EXERCISE DETAILS: Those lines of the records that contain "below" are to be located and copied.

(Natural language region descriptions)

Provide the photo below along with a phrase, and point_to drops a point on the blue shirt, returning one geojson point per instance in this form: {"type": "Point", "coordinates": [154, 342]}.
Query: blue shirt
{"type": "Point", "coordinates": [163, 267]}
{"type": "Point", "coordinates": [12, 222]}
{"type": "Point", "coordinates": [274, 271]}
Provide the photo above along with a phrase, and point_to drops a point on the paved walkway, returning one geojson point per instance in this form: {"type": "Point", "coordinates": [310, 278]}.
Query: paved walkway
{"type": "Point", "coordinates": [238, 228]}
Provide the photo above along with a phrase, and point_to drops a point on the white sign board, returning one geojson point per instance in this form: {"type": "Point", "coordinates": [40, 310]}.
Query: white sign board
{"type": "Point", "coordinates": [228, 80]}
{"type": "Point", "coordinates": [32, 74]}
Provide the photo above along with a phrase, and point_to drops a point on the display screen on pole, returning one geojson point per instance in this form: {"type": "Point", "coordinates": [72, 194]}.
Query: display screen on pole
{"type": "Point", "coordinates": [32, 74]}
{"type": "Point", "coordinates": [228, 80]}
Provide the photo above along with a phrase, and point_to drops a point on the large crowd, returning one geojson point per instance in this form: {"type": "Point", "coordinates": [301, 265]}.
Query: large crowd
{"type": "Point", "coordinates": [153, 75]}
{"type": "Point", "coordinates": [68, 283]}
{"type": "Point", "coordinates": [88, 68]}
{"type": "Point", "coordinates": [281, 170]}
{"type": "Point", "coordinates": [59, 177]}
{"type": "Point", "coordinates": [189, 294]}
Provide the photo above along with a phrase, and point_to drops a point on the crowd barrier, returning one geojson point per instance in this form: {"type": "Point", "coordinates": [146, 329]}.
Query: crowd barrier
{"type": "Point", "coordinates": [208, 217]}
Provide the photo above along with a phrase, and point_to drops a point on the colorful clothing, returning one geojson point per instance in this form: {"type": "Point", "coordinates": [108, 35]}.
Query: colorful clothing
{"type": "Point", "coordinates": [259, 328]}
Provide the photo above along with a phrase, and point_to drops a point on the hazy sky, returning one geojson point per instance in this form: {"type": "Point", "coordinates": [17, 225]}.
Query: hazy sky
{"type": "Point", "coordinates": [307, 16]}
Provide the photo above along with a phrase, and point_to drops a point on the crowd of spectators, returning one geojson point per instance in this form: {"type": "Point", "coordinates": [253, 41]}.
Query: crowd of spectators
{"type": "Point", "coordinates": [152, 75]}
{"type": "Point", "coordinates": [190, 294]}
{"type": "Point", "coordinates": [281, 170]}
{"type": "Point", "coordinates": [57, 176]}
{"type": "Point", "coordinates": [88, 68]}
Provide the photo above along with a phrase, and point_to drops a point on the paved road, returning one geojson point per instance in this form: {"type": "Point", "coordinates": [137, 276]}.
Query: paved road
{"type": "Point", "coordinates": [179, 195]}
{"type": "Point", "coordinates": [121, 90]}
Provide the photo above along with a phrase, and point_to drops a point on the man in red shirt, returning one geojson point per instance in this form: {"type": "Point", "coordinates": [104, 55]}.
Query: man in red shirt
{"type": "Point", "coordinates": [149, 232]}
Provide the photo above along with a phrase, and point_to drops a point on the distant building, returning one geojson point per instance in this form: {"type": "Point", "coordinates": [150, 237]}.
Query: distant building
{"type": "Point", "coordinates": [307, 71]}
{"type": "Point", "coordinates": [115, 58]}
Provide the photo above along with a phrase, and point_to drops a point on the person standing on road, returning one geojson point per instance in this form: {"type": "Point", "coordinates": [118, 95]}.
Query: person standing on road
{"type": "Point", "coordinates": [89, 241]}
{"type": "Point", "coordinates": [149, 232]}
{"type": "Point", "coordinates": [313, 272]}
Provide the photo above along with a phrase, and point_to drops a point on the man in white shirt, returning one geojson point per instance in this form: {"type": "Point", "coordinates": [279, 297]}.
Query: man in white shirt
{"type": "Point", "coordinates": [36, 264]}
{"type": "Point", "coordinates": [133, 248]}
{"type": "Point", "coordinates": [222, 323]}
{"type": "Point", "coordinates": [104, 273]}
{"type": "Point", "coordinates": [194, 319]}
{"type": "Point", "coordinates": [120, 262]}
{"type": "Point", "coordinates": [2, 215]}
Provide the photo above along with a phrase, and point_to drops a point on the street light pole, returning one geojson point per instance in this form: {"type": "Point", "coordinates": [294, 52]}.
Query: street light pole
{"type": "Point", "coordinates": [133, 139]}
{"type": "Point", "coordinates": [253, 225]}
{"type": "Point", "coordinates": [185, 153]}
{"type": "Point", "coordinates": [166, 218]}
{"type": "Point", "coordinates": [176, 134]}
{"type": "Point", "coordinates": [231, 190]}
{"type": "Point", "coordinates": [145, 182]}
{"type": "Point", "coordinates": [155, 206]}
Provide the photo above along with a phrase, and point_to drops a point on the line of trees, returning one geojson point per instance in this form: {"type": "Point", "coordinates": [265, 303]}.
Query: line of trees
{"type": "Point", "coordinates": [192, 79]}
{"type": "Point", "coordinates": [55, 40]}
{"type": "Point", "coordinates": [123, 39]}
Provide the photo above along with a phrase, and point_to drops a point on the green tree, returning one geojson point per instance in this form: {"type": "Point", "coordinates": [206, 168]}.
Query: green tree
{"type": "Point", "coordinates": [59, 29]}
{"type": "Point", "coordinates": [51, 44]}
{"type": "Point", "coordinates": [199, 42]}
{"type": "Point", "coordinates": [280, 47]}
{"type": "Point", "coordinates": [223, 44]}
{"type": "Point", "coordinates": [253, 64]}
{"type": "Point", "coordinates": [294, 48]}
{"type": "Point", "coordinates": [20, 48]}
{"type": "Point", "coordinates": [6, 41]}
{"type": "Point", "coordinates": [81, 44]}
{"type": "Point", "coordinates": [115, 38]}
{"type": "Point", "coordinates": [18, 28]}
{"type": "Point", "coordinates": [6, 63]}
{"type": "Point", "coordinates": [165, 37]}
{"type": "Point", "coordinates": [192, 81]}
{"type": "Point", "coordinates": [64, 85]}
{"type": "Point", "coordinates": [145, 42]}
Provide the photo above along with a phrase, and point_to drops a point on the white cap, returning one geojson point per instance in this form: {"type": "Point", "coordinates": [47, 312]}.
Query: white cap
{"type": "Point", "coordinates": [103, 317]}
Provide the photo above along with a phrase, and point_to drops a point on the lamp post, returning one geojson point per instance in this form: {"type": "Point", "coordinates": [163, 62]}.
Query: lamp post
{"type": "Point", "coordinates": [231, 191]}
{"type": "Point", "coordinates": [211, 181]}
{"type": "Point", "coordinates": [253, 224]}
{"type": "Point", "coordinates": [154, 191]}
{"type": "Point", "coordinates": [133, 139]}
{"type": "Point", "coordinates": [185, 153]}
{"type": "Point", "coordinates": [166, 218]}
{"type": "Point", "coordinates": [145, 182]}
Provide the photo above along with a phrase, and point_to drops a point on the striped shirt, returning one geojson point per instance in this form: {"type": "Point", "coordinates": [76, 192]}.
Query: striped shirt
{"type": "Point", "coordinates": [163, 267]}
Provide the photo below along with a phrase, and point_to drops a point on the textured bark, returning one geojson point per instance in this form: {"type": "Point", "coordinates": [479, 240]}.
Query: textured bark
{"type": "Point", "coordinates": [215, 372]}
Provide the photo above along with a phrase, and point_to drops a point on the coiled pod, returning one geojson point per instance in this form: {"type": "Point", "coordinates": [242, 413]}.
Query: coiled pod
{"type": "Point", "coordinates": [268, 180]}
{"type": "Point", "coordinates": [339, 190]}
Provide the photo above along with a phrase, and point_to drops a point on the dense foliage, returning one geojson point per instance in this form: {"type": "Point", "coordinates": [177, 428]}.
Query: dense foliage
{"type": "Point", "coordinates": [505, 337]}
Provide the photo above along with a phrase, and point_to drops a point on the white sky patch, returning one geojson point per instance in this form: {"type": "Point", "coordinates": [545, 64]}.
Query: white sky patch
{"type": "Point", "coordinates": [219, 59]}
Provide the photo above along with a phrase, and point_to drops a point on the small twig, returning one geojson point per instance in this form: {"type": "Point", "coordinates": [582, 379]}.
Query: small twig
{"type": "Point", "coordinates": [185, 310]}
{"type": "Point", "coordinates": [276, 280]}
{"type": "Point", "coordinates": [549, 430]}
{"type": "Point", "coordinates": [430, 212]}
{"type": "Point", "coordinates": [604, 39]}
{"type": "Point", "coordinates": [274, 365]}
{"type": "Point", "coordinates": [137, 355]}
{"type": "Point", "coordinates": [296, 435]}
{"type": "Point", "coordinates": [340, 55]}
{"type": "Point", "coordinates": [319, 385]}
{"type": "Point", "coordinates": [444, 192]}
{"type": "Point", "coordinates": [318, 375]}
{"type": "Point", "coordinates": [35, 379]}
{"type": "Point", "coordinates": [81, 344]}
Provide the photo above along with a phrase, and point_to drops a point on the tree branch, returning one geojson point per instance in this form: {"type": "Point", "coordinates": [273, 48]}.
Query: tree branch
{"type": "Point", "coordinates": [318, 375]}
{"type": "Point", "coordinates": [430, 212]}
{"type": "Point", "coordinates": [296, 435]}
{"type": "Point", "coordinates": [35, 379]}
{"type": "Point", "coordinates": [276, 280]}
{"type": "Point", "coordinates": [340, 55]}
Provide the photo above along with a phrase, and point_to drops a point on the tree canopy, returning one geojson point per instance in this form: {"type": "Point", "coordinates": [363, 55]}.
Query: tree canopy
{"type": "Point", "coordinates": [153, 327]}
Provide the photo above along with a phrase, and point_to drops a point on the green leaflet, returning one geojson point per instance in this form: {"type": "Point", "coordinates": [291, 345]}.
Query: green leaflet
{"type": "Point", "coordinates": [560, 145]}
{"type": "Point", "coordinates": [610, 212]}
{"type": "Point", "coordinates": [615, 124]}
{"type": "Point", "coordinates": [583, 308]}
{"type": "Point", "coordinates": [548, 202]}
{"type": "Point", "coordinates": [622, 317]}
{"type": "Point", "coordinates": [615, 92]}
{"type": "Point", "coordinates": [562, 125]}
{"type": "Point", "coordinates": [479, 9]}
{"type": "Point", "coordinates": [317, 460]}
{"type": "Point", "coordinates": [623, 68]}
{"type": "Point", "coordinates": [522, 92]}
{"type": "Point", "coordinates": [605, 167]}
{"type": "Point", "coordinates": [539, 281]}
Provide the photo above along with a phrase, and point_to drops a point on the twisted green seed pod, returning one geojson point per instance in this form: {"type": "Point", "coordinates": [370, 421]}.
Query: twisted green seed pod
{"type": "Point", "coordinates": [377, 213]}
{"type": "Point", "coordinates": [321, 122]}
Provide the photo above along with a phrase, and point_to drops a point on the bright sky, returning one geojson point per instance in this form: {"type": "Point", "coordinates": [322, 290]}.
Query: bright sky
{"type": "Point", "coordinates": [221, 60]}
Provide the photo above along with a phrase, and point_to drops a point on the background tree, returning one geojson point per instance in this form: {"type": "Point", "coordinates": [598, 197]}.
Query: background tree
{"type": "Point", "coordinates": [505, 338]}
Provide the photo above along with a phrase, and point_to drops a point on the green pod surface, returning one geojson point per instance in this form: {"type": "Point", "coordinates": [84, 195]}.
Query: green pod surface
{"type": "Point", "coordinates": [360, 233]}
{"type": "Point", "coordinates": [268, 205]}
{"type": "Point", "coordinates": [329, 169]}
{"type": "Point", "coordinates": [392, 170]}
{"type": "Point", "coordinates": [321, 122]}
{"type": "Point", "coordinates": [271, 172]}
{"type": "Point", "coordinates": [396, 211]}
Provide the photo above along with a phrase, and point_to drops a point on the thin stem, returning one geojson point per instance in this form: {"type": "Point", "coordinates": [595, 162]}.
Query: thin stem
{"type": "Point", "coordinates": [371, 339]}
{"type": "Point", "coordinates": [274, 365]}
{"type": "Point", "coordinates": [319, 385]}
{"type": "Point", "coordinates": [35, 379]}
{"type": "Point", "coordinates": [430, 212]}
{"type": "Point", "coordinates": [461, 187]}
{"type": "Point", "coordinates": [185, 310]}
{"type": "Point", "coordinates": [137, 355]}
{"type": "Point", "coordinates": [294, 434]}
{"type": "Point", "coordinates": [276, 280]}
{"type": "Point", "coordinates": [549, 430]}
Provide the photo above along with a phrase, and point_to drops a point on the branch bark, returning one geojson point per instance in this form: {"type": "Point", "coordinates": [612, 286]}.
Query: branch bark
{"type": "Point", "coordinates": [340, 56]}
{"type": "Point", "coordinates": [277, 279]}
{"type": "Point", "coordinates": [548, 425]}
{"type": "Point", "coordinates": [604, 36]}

FINAL ANSWER:
Provide the photo below along with a phrase, and point_to drops a point on the blue shirt, returning one geojson point per instance in this form: {"type": "Point", "coordinates": [154, 342]}.
Provide the photo below along with a phrase, and point_to drops a point on the textured bark, returning one geojson point per instance in this form: {"type": "Point", "coordinates": [479, 240]}.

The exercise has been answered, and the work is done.